A Tall Order: How Height Bias Influences Your Viewpoint and the Psychology of Dating

October 30, 2016  |  By: Kristen Berman

Before the dinner party, I wore heels about one day a week. After the dinner party, I now wear heels every day.

What changed? How could a dinner party hack someone’s mindset on shoe-wear in such a fundamental way?

To understand this let’s first agree that height matters. Research confirms that height bias has a fundamental effect on how we treat each other. And the impact has consequences. Tall men and women end up securing promotions and dates more than short men and women. According to one study, a person who is 6 feet tall would be predicted to earn nearly $166,000 more over the course of a 30-year career than someone who is 5 feet 5 inches.

pair of platform shoes designed by Thomas Koff

When people entered the party they were asked to take off their shoes and put on a pair of platform shoes designed by Thomas Koff. Thomas is a mastermind maker and created shoes that made everyone at this dinner party a stunning 6’4. He played God and manifested a version of reality in which everyone was the same height.

Everyone saw eye to eye for the first time. We literally got on each other’s level.

eye to eye
platform shoes

At first, all we could talk about was how weird this new paradigm was, “I can see the top of your head!” the previously under-privileged short people exclaimed. And then we started having real conversations. We talked about relationships and passions. We got distracted discovering new friends and forgot we were wearing these height-equalizing shoes.


…a 5’10 male walked into the room.

To be clear, 5’10 is an average height for an American male. But at that point in the evening, it seemed that this man was a legal definition midget. He attempted to join in on the conversation but after a couple minutes the chatter floated above his head and then excluded him completely. By seeing our behavior without the ability to explain it away by some other variable, we had to admit height impacted our perception of other people.

height-equalizing shoes

To figure out how our world changed when we were equalized we asked people some questions.

WRITTEN EXERCISE
Answer these questions using the post on height bias above.
(a) How much more would a 6-foot person be predicted to earn over a 30-year career than someone who is 5 feet 5 inches?
(b) What height did the platform shoes make everyone at the dinner party?
(c) How tall was the man who walked into the room later in the evening?

PROVIDED INFORMATION
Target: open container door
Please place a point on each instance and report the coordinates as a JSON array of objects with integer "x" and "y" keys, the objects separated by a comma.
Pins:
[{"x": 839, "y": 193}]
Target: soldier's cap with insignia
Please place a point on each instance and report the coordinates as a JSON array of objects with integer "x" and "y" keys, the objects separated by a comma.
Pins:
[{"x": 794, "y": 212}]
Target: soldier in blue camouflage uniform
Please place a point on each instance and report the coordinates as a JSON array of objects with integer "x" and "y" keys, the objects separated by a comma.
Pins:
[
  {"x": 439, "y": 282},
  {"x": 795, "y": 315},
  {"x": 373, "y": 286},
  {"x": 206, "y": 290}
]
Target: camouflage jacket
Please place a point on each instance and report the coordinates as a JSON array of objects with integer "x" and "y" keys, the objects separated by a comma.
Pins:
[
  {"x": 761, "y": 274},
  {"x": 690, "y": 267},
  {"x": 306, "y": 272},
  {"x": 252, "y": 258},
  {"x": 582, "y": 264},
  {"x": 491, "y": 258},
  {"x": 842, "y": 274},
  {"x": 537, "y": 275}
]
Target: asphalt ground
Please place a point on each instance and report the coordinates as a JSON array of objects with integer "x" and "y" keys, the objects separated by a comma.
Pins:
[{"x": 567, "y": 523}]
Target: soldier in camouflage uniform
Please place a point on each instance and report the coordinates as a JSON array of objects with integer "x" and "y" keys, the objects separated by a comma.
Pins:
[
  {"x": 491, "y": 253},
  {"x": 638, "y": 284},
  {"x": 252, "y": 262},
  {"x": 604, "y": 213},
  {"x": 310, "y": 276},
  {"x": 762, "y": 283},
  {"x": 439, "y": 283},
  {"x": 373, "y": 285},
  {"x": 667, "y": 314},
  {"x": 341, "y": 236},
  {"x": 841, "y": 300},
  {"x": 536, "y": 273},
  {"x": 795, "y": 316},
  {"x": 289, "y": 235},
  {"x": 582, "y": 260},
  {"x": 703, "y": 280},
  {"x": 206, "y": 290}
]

FINAL RESULT
(a) Nearly $166,000 more.
(b) 6'4.
(c) 5'10.